▸ What you need to do:
Please answer these questions on the parenting excerpt below:
(a) What is the first law of "how"?
(b) According to the writer, what do children actually do to the writer's work?
(c) Whom should you notice in everyday life while working together?

▸ Page excerpt:

********

If routines and boundaries aren’t in place, they won’t have the confidence they need to take up new responsibilities.

The first law of “how” is demonstration. You cannot teach them something you are not able to demonstrate. When they see you relishing your work, they will want to work with you.

This introduces an odd dynamic that I find in parenting. I love my children, and I want them to learn to work, but I would often rather do the work myself while they play. I hope this isn’t the case for you, but I find that children actually slow my work and many times they can’t match the quality that I’ve come to expect. And so, it’s tempting to send them to their toys while I finish the chores.

But that’s not fair to them. They want to be with you. They want to experience the joy that comes from a job well done. So the norm should be that you actively look for ways to incorporate them into your work. Ask them to fetch things. Think ahead to a project that they could prepare for. Look out for simple tasks that they could supplement. It might even be the “fun” part of the project that you were anticipating. And, of course, talk to them as you work together. Notice God in everyday life and teach them His principles of right and wrong.

********

▸ Recorded data:
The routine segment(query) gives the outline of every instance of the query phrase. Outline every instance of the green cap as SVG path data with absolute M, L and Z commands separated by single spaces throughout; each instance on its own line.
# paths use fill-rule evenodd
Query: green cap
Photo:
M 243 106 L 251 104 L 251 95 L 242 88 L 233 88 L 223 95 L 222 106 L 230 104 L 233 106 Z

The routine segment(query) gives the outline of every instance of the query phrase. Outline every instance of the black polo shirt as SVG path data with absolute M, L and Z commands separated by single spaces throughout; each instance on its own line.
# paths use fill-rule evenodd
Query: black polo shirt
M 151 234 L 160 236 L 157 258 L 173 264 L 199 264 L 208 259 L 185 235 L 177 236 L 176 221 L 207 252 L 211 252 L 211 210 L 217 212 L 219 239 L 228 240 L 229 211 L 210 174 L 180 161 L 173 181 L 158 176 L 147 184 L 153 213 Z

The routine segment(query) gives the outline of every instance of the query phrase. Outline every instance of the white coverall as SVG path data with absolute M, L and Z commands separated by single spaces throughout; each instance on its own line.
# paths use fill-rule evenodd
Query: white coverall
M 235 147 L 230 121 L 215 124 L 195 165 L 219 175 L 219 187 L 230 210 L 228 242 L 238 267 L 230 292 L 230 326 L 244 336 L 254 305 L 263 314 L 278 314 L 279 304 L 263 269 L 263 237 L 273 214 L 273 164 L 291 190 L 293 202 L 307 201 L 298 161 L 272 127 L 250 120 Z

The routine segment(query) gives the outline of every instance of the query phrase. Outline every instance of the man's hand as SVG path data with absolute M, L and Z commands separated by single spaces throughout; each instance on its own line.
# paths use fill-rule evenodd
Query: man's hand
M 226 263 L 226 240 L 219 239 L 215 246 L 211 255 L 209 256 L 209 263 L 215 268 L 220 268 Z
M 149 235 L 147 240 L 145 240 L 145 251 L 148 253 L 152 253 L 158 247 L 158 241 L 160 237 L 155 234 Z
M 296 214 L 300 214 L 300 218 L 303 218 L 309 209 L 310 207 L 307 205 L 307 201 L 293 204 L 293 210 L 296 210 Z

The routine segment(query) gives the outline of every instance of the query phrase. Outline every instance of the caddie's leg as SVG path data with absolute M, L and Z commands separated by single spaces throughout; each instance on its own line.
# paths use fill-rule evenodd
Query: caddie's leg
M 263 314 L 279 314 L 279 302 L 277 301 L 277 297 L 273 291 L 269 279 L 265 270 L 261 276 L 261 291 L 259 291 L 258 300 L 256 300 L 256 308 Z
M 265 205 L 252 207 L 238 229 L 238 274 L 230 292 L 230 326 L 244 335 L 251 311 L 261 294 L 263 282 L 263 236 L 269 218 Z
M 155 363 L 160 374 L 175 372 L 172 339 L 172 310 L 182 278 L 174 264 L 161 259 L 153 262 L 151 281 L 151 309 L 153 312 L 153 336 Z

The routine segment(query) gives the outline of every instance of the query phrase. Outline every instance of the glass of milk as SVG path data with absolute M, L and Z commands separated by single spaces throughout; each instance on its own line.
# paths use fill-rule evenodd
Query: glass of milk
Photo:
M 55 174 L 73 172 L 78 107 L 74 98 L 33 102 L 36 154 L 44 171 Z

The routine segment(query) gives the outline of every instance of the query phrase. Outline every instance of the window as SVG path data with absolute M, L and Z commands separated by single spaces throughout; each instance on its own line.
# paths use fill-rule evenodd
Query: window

********

▸ Result of this exercise:
(a) Demonstration.
(b) They slow it, and many times they can't match the quality the writer has come to expect.
(c) God.